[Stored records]
● ● ● ●
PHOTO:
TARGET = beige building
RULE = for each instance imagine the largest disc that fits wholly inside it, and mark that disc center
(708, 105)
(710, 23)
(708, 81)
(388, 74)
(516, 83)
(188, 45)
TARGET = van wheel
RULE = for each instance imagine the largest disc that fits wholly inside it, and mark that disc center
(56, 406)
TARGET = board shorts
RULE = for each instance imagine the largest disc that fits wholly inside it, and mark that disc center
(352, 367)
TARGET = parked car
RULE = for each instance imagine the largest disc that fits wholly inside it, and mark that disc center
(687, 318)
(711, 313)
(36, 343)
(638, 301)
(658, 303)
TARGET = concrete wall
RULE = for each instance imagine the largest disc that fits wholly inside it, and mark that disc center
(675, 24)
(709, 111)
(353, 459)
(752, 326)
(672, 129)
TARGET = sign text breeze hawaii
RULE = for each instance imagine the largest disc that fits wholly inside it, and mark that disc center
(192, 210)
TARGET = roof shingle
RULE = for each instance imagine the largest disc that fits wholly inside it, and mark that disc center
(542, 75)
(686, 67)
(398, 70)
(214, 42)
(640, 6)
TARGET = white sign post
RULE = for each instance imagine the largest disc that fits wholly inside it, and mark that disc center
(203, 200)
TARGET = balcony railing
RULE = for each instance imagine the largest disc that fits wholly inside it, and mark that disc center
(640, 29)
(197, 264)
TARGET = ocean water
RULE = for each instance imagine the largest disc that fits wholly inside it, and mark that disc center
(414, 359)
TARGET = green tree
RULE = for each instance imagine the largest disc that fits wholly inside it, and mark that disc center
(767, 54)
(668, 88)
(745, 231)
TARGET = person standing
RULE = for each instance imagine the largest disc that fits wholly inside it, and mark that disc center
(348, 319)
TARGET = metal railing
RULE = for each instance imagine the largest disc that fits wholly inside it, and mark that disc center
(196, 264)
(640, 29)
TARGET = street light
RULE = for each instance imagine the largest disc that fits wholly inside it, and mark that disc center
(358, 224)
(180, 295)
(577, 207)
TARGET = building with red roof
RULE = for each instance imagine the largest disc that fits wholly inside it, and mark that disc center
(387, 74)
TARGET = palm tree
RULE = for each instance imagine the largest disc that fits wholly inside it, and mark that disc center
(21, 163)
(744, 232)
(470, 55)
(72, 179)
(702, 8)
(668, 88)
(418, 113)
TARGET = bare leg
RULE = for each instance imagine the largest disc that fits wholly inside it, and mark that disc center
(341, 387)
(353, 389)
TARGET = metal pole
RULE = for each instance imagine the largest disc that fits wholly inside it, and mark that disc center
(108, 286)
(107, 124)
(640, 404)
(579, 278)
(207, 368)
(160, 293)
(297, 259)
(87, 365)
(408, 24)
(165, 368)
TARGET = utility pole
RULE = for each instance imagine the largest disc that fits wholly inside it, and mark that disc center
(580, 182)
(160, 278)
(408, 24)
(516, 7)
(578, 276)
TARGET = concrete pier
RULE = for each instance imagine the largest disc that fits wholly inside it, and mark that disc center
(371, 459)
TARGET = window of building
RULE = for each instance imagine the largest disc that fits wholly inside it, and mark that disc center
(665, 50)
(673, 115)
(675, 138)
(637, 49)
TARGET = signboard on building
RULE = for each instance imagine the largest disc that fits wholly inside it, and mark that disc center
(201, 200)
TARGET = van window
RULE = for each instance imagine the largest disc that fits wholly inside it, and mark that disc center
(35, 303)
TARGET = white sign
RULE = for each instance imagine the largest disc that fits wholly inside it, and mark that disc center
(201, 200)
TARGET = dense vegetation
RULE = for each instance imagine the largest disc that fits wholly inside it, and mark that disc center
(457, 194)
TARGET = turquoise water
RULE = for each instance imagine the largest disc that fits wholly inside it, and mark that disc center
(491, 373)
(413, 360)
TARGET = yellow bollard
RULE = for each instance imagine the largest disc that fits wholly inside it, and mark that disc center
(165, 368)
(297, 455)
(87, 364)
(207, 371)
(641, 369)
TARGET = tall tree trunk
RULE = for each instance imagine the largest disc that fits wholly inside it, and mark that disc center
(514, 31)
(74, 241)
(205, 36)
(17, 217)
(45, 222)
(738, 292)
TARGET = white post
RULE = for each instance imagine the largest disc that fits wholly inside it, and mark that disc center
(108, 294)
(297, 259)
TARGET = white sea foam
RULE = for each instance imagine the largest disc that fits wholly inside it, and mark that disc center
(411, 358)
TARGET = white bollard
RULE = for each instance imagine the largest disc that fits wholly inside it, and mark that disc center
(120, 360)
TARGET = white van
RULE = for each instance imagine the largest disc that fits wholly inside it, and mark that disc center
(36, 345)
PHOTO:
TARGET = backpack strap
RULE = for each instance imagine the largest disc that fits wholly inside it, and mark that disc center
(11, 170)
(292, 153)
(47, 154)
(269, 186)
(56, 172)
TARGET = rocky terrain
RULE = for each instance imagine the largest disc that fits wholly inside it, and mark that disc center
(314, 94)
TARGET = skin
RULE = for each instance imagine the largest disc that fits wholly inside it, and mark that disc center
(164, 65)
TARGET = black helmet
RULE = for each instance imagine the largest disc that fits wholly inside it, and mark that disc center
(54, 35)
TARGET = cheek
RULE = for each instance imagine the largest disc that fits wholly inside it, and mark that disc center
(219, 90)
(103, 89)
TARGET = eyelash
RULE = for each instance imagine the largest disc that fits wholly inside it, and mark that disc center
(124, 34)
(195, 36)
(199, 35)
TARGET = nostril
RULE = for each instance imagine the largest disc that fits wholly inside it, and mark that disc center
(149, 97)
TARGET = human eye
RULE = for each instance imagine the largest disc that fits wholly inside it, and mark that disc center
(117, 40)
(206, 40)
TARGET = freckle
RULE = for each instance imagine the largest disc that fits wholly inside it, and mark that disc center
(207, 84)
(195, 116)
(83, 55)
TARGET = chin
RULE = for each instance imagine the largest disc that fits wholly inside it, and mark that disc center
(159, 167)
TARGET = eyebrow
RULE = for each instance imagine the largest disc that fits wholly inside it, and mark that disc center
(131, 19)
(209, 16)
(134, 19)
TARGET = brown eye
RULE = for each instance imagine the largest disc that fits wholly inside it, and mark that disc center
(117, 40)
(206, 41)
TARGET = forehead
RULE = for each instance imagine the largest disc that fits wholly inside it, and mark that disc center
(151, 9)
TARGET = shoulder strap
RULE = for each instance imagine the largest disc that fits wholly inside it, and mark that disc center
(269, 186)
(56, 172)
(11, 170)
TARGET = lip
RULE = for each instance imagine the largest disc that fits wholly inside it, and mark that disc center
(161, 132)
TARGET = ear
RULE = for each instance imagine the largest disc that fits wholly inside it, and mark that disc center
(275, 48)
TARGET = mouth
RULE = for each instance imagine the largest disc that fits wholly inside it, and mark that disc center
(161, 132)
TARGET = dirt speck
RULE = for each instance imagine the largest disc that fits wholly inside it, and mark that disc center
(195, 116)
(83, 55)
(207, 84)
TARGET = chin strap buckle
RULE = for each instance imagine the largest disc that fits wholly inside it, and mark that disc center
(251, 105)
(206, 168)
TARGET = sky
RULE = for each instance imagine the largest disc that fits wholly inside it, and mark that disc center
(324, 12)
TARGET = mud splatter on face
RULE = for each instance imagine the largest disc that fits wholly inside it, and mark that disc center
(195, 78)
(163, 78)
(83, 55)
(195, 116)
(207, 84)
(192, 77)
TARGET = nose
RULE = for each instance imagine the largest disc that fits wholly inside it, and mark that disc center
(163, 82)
● ● ● ●
Set down every record above exactly as given.

- _Solution_:
PHOTO:
TARGET = beige building
RULE = for each instance imagine the largest disc that fits wholly inside it, and mark that disc center
(708, 105)
(710, 23)
(708, 81)
(388, 74)
(516, 83)
(188, 45)
TARGET = van wheel
RULE = for each instance imagine the largest disc that fits wholly inside it, and mark that disc center
(56, 406)
TARGET = board shorts
RULE = for each instance imagine the largest disc that fits wholly inside it, and mark that disc center
(352, 367)
TARGET = parked car
RULE = for each instance imagine the largest disc that fits wholly inside it, and mark that disc center
(687, 318)
(711, 313)
(36, 343)
(638, 301)
(658, 303)
TARGET = concrete wall
RULE = for each instance imagine the largest disc that fits wholly inside it, and mark that disc center
(675, 24)
(709, 111)
(353, 459)
(752, 326)
(672, 129)
TARGET = sign text breeze hawaii
RULE = for each instance imagine the largest disc that fits wholly inside it, and mark that disc center
(192, 210)
TARGET = roof shingle
RULE = for each instance imagine the largest disc that fits wholly inside it, and mark that disc center
(542, 75)
(686, 67)
(398, 70)
(214, 42)
(640, 6)
TARGET = white sign post
RULE = for each instance imagine the largest disc that fits wholly inside it, and mark that disc center
(203, 200)
TARGET = balcony railing
RULE = for each instance imagine the largest disc that fits wholly inside it, and mark that disc center
(640, 29)
(197, 264)
TARGET = ocean water
RULE = for each instance imagine the largest disc that fits wholly inside it, and mark that disc center
(414, 359)
TARGET = green tree
RULE = for each instance imagine the largest disc that fits wholly inside it, and mark that disc center
(767, 54)
(668, 88)
(745, 231)
TARGET = person standing
RULE = for each instance imagine the largest disc that fits wholly inside it, and mark that disc center
(348, 319)
TARGET = metal railing
RULE = for each instance imagine the largest disc that fits wholly inside it, and mark that disc center
(196, 264)
(640, 29)
TARGET = street light
RULE = for each instance imagine the largest disc that fits wholly inside it, and mark that disc center
(358, 224)
(180, 295)
(577, 207)
TARGET = building with red roof
RULE = for each instance imagine the largest disc that fits wholly inside it, and mark that disc center
(387, 74)
TARGET = palm tree
RULE = for each instance imagine the largest disc that fits wholly inside it, and mark that disc center
(21, 163)
(744, 232)
(470, 55)
(72, 179)
(702, 8)
(668, 88)
(418, 113)
TARGET = bare leg
RULE = for each instance imagine the largest disc that fits wholly inside it, and mark that disc center
(341, 387)
(353, 389)
TARGET = metal pole
RULE = for each instance imagine the largest disc that fits wholly inside it, and mark that disc center
(108, 286)
(107, 124)
(640, 404)
(579, 278)
(207, 368)
(160, 293)
(297, 259)
(87, 365)
(408, 24)
(165, 368)
TARGET = utility pole
RULE = for each instance imagine the largest disc that fits wholly inside it, and mark that disc center
(580, 182)
(160, 278)
(408, 24)
(516, 7)
(578, 276)
TARGET = concrete pier
RULE = for each instance imagine the largest disc that fits wholly inside it, and mark that disc center
(371, 459)
TARGET = window of building
RULE = for each instance imagine the largest disc that fits wholly inside it, and mark that disc center
(665, 50)
(673, 115)
(675, 138)
(637, 49)
TARGET = signboard on building
RULE = for each instance imagine the largest disc that fits wholly inside it, and mark that disc center
(201, 200)
TARGET = van window
RULE = for each instance imagine the largest disc that fits wholly inside it, and mark that disc center
(35, 303)
TARGET = white sign
RULE = for each instance imagine the largest disc that fits wholly inside it, and mark that disc center
(201, 200)
TARGET = dense vegetation
RULE = for each instance imagine the largest disc that fits wholly inside it, and mark that disc center
(457, 194)
TARGET = turquoise water
RULE = for each instance imagine the largest disc that fits wholly inside it, and mark that disc center
(491, 373)
(413, 360)
TARGET = yellow bollard
RULE = for each instance imagine the largest disc that fits wholly inside it, and mark that disc center
(165, 368)
(297, 455)
(87, 364)
(207, 371)
(641, 369)
TARGET = tall tree trunk
RULE = for each instance imagine the largest disc that fits wholly inside it, and mark that disc center
(514, 31)
(74, 241)
(205, 36)
(17, 217)
(45, 222)
(738, 292)
TARGET = white post
RULE = for each instance imagine the largest disc that fits wholly inside it, and mark that disc center
(108, 294)
(297, 259)
TARGET = white sea foam
RULE = for each instance imagine the largest disc that fits wholly inside it, and mark that disc center
(411, 358)
TARGET = white bollard
RULE = for each instance imagine the largest disc that fits wholly inside it, and mark that disc center
(120, 360)
TARGET = white van
RULE = for each instance imagine the largest disc that fits wholly inside it, and mark that disc center
(36, 345)
PHOTO:
TARGET = backpack strap
RULE = for each instance imagine the largest disc that fits wholly inside it, and mark that disc center
(11, 170)
(292, 153)
(47, 154)
(269, 186)
(56, 172)
TARGET = rocky terrain
RULE = for each instance imagine the largest disc that fits wholly inside it, and mark that disc center
(314, 94)
TARGET = skin
RULE = for each instance imagine the largest disc that fits wholly inside it, and mark that disc center
(164, 65)
TARGET = black helmet
RULE = for each instance imagine the largest disc that fits wholly inside it, and mark that disc center
(54, 35)
TARGET = cheek
RULE = for each instance imagine the largest disc that fits wholly inside it, and mark that disc center
(219, 90)
(103, 89)
TARGET = eyelash
RULE = for each instance imagine the largest disc that fits wholly inside it, and mark that disc center
(124, 34)
(195, 36)
(199, 35)
TARGET = nostril
RULE = for each instance imagine the largest disc that fits wholly inside it, and mark that disc center
(149, 97)
TARGET = human eye
RULE = for each instance imagine the largest disc that fits wholly inside it, and mark that disc center
(117, 40)
(206, 40)
TARGET = freckle
RULE = for each instance imagine the largest disc that fits wholly inside it, and mark that disc center
(207, 84)
(195, 116)
(83, 55)
TARGET = chin
RULE = for each instance imagine the largest disc that fits wholly inside it, and mark that disc center
(159, 167)
TARGET = eyebrow
RULE = for each instance imagine the largest disc that fits wholly inside it, and mark that disc center
(131, 19)
(209, 16)
(134, 19)
TARGET = brown eye
RULE = for each instance imagine the largest disc that fits wholly inside it, and mark that disc center
(117, 40)
(206, 41)
TARGET = forehead
RULE = for each instance imagine the largest disc that fits wholly inside it, and mark that disc center
(151, 9)
TARGET = shoulder strap
RULE = for each instance imagine the largest disc that fits wholly inside it, and mark that disc center
(269, 186)
(56, 172)
(11, 170)
TARGET = lip
RULE = for each instance imagine the largest disc that fits wholly inside it, and mark that disc center
(161, 132)
TARGET = ear
RULE = for each instance imagine the largest disc that fits wholly inside it, and mark that disc center
(275, 48)
TARGET = mouth
RULE = for each instance imagine the largest disc that fits wholly inside it, and mark that disc center
(161, 132)
TARGET = dirt speck
RULE = for each instance imagine the largest disc that fits wholly inside it, and mark that disc center
(195, 116)
(83, 55)
(207, 84)
TARGET = chin strap buckle
RULE = for each instance imagine the largest disc that fits wholly inside it, and mark that disc center
(251, 105)
(206, 168)
TARGET = sky
RULE = for each instance imagine the largest disc that fits wholly inside it, and mark that disc center
(324, 12)
TARGET = mud splatter on face
RULE = for each instance imagine the largest disc that fits wholly inside it, and mark that disc center
(195, 78)
(163, 78)
(83, 55)
(195, 116)
(207, 84)
(192, 77)
TARGET = nose
RULE = for each instance imagine the largest disc that fits wholly inside it, and mark that disc center
(163, 82)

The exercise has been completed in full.